Task requirements: Switch "steel mast" to "metal mast" everywhere it occurs in the data below, and give the data again with everything else unchanged. Leave the pictures out.

___

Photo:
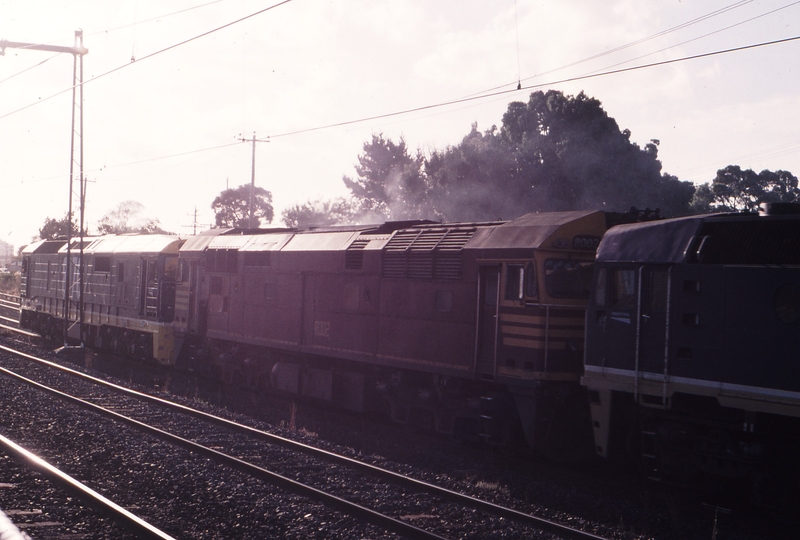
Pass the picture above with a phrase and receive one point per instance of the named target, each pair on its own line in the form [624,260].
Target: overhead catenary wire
[622,47]
[535,86]
[465,100]
[148,56]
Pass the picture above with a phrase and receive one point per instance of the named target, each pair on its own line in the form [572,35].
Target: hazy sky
[163,130]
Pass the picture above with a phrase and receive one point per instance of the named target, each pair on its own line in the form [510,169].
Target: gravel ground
[191,497]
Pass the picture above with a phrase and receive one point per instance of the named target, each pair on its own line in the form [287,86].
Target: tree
[54,228]
[390,184]
[232,207]
[734,189]
[128,218]
[553,153]
[319,213]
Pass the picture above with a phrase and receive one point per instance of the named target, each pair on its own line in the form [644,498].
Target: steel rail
[130,521]
[387,522]
[447,494]
[19,331]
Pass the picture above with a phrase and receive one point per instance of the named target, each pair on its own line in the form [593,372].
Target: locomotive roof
[134,244]
[709,239]
[546,230]
[43,246]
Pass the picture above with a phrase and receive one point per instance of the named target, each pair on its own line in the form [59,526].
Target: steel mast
[77,51]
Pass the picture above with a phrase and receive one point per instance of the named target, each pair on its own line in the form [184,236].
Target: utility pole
[77,51]
[252,175]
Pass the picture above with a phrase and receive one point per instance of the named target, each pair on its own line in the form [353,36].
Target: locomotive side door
[654,289]
[486,346]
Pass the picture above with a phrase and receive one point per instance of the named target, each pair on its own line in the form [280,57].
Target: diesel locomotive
[693,346]
[673,342]
[468,328]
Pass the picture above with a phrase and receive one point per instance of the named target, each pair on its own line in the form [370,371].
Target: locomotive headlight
[787,303]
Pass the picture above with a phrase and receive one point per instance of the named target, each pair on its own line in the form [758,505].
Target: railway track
[130,522]
[393,502]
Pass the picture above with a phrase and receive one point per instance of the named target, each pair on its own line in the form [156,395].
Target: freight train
[671,340]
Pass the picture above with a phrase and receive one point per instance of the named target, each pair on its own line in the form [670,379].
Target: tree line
[556,152]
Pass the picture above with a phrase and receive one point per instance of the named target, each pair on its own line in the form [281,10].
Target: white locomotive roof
[43,246]
[135,243]
[325,241]
[267,242]
[549,230]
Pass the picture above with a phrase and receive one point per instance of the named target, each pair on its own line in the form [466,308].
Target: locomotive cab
[692,332]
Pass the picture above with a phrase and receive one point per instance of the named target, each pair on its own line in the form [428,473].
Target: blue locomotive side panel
[692,331]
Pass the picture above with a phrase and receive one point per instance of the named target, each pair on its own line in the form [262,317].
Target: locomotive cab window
[615,287]
[102,264]
[568,278]
[520,281]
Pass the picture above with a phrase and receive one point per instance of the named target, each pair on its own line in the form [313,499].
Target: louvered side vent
[420,265]
[394,265]
[426,253]
[354,256]
[258,259]
[447,267]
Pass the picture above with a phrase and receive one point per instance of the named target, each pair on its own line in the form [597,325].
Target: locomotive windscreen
[751,241]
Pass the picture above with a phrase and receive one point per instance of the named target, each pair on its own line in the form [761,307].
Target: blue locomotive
[670,341]
[693,345]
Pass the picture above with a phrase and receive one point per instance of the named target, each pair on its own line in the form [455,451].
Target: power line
[27,69]
[184,42]
[533,86]
[681,26]
[704,35]
[125,164]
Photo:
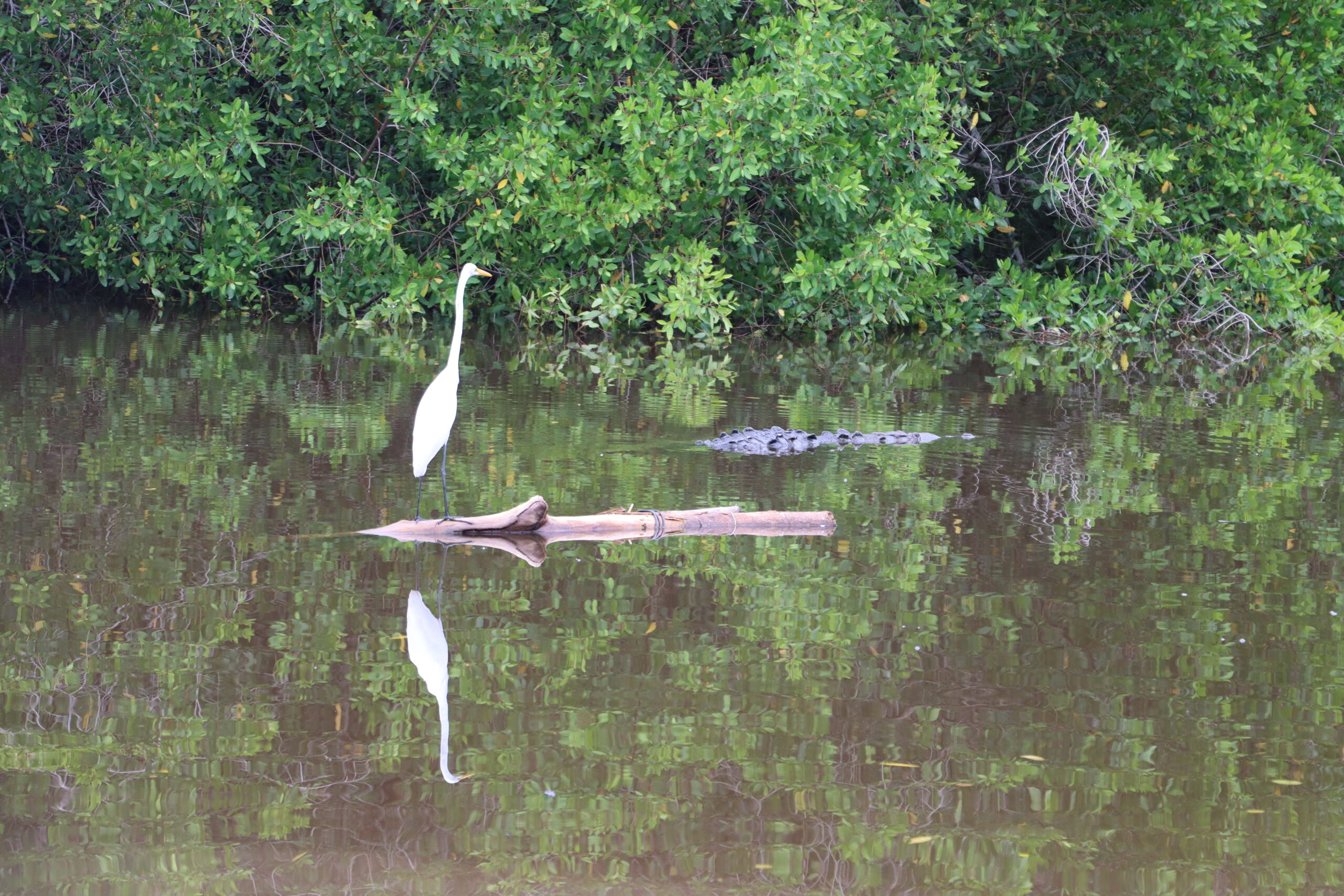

___

Complete response:
Photo:
Pass the picture above with a phrase and receive one point per instance of the named target, each pair on its own line in the form [624,260].
Target: overhead catenary wire
[622,47]
[535,86]
[465,100]
[148,56]
Pass the picture above with a phrase and receive one point per instance of the named target, each pair on its own line in the form [572,35].
Target: hazy sky
[163,130]
Pass the picture above with a phrase and receive one point per instance of the named target, each pair on its own line in the form [510,169].
Target: gravel ground
[191,497]
Pass the picture above with a phrase and receive one point per instance of the named target, each pair on its own line in the form [287,86].
Target: tree
[54,228]
[390,184]
[232,207]
[734,189]
[128,218]
[553,153]
[319,213]
Pass the picture above with a phrase and receive one point per instance of the named target, each pair on its own line in the form [644,498].
Target: steel rail
[130,521]
[387,522]
[447,494]
[19,331]
Pass the picture above with a phrase and receive one point per instance of the named target, each pair on its own line in the form [593,372].
Target: locomotive roof
[134,244]
[709,239]
[546,230]
[43,246]
Pass the picture above with a phrase and receive one point per instance of the named target, each pair on its own line in the form [59,526].
Target: metal mast
[77,51]
Pass the picture above with a phrase and receive one point per instance of the named target, each pair on its own line in the form [184,236].
Target: utility pole
[77,51]
[252,175]
Pass the picture above with a phrase and receive one point per instance of the named target, each pair on its own line in the form [353,36].
Target: locomotive side door
[654,289]
[486,346]
Pass the picture above with a phrase and receive one point per instance of the named target, each pair on its own line in the form [280,57].
Target: diesel locomotive
[693,346]
[673,342]
[468,328]
Pass the picture above with a phrase and receive one point per instance of the named target, each pair on its own line in the form [370,371].
Target: locomotive headlight
[787,303]
Pass the picture above with a phrase and receive one point per instance of the named target, each pair on its own line in the form [758,505].
Target: railway track
[130,522]
[393,502]
Pass the picture above with a phrase and receive one point per instance of the named target, each pair on its own line in the form [156,395].
Target: freight train
[671,340]
Pass the picture above with a phrase and receive one point per instance of the named target, each pair on its own line in the form [670,379].
Target: tree line
[556,152]
Pass the picture above with a phrase and receive one point per instance of the named target, each pair on its own line in the form [281,10].
Target: white locomotive roof
[43,246]
[135,243]
[325,241]
[267,242]
[549,230]
Pass the picture above with a phrase and receive one point per instance of the named target, each pair on its own line in the form [466,308].
Target: locomotive cab
[692,332]
Pass the picture above with a phrase and receive one point per instance of the named target, each pair on its own line in the form [428,473].
Target: blue locomotive side panel
[692,331]
Pass the picture above with a phrase and receive one point per instance of the named target, each pair on its own line in the form [262,317].
Target: locomotive cab window
[615,287]
[102,264]
[568,278]
[520,281]
Pass the picture above with a phrase and receive one point per instance of the named target, each pair on its own line in the form [313,499].
Target: louvered side vent
[420,265]
[394,265]
[426,253]
[354,256]
[258,259]
[447,267]
Pass the picture above with a phrase and receive one point per instance of the named target, each pair on its own line in the form [597,325].
Target: locomotive windscreen
[751,241]
Pass the picture above with a phrase and receive one point per instance of the named target, each pair on its own line in the form [761,307].
Target: blue locomotive
[670,341]
[693,345]
Pass the picture above with a phrase and receive one point per instance of the named target, each pair on its own line in the form [455,451].
Target: power line
[27,69]
[184,42]
[533,86]
[681,26]
[704,35]
[125,164]
Photo:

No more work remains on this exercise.